> [What is needed]:
When you return the lines below, go from the first through the line with "Target: woman bending over bag", keep them exact, and leave out every picture.

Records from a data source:
=== Section Start ===

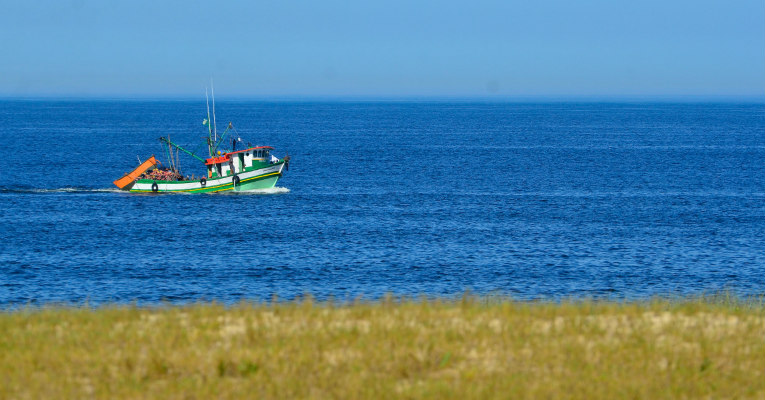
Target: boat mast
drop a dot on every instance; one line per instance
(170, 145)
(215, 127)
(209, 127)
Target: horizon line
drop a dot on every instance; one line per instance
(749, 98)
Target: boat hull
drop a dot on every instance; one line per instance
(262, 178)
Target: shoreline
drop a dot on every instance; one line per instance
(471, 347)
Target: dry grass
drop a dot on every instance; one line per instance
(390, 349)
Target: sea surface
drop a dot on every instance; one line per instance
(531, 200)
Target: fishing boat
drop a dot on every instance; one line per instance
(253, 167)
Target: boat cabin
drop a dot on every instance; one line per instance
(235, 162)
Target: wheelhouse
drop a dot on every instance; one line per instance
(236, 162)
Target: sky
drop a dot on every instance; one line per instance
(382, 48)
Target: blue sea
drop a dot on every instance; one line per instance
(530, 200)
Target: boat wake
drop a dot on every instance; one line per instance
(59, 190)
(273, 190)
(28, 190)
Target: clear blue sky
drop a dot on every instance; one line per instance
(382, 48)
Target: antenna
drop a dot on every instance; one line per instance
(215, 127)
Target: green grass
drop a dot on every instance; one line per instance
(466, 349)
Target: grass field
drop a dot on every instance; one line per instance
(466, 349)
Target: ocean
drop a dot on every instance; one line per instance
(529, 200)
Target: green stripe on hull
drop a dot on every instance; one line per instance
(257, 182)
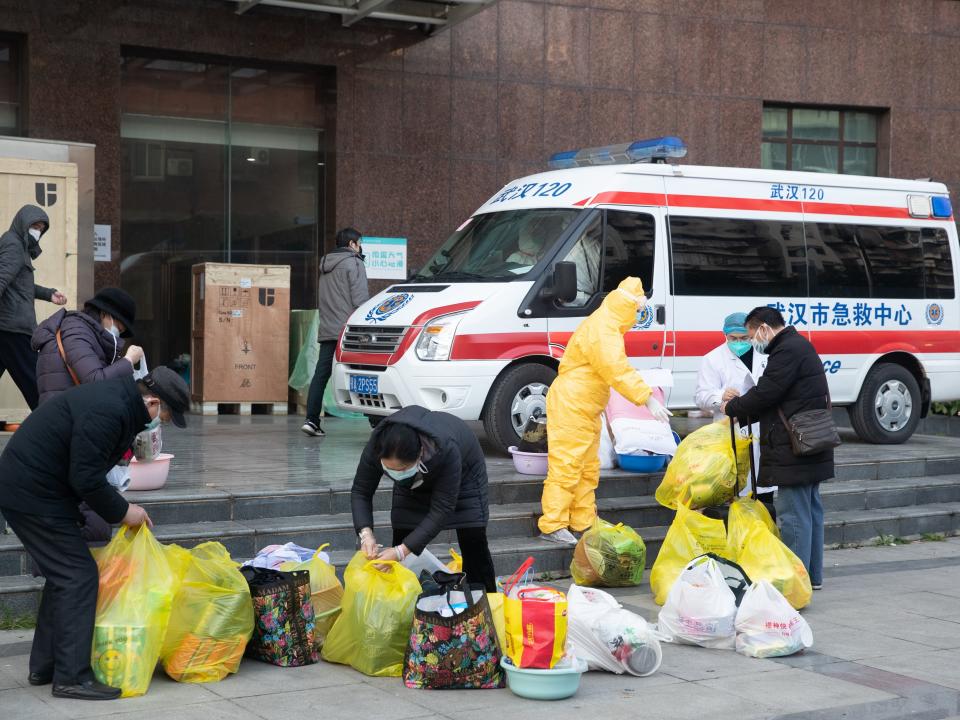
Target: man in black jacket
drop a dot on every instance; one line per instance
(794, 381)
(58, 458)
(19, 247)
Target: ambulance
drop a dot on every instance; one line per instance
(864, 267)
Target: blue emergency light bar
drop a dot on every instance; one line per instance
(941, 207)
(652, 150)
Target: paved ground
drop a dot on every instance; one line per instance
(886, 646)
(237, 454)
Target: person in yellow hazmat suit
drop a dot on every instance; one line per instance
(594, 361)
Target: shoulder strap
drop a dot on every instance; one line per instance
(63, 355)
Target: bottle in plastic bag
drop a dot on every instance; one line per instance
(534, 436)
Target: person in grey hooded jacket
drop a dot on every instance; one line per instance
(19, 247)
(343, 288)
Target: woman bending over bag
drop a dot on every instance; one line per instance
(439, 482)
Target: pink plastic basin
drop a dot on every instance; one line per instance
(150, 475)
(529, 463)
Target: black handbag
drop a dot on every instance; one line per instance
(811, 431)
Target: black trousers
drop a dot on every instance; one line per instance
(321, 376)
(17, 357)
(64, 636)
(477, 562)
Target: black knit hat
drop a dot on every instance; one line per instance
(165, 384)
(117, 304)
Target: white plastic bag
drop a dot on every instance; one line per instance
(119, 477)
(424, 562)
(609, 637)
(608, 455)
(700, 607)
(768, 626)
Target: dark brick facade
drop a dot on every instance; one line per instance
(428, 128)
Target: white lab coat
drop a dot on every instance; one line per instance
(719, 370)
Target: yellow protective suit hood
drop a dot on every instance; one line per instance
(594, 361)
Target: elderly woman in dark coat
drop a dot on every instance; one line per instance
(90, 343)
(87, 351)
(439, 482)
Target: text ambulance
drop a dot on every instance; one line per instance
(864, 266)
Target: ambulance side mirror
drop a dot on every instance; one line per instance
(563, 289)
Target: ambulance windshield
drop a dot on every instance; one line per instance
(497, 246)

=== Section End ===

> [Written answer]:
Target: boat mast
drop a dot on every instance; one line per instance
(170, 145)
(215, 127)
(209, 127)
Target: horizon line
drop a dot on every instance; one line per instance
(749, 98)
Target: boat hull
drop a dot on every instance; one line per instance
(262, 178)
Target: shoreline
drop a dot on every instance; one line per instance
(471, 347)
Target: dry grass
drop a dot on every instance; one line per instance
(390, 349)
Target: sea surface
drop a dot on every instance; one line per instance
(531, 200)
Target: fishing boat
drop a dot on every instance; one line per instance
(253, 167)
Target: boat cabin
drop a dot on every instance; one line per instance
(235, 162)
Target: wheelhouse
drop a dot on every instance; one line per instance
(236, 162)
Target: sky
drop a dot on every instance; one line per instance
(382, 48)
Target: blue sea
drop a dot on every instance; one line per instance
(530, 200)
Target: boat wake
drop a dot on every instance; one line per instance
(59, 190)
(273, 190)
(28, 190)
Target: clear blue sky
drop a dot on every instance; one line per instance
(382, 48)
Target: antenna
drop a dot on every instance; one line per instance
(215, 127)
Target: green grass
drop a dot on every instance; one line per instance
(466, 349)
Target: grass field
drop a dot on every instance; one line per instance
(466, 349)
Target: ocean
drop a dot on every instance; one line per instance
(529, 200)
Target: green stripe on hull
drop a dot on every instance; one line per instance
(257, 182)
Target: man in black jacket
drop a dot on every instance; one line per instance
(794, 381)
(58, 458)
(19, 247)
Target: ambulance
drop a dot on every instance; one line per instance
(864, 267)
Target: blue emergency light bar
drop a dot on every instance; one line per instance
(941, 207)
(652, 150)
Target: paved ground
drop a dot on every instance; one line per instance
(886, 646)
(237, 454)
Target: person in yellow hazmat suit
drop a dot on every instance; one line per instance
(594, 361)
Target: shoulder strap
drop a dot on every instance; one line per instance
(63, 355)
Target: bottle in plastic bag
drop a dot on every instance; one line per instance
(534, 436)
Target: person in grey hooded jacket
drop a dot on every instance; one line per instance
(19, 247)
(343, 288)
Target: woman bending over bag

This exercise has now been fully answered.